# TASK REQUIREMENTS:
In the listing below, change "gray minivan" to "white minivan" and write the whole listing out again with nothing else altered.

# Items from a data source:
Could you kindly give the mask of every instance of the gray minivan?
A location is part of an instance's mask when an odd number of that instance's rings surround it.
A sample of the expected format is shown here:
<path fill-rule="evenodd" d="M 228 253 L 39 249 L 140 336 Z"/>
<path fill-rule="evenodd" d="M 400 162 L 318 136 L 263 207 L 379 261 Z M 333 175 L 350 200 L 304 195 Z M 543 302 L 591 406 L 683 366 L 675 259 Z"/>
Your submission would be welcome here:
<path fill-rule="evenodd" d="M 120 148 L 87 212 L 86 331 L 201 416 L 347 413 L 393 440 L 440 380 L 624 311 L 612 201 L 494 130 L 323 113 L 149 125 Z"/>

# FINISHED ANSWER:
Could you kindly give the mask of every instance of the white minivan?
A location is part of an instance's mask when an odd number of that instance's rings surround it.
A sample of the expected format is shown here:
<path fill-rule="evenodd" d="M 228 253 L 39 249 L 140 336 Z"/>
<path fill-rule="evenodd" d="M 400 162 L 318 136 L 263 207 L 379 261 Z M 333 175 L 350 200 L 304 195 Z M 543 302 L 591 406 L 683 366 L 675 259 Z"/>
Your submission would be welcome here:
<path fill-rule="evenodd" d="M 120 148 L 87 212 L 86 331 L 201 416 L 347 413 L 393 440 L 440 380 L 624 311 L 612 201 L 494 130 L 323 113 L 149 125 Z"/>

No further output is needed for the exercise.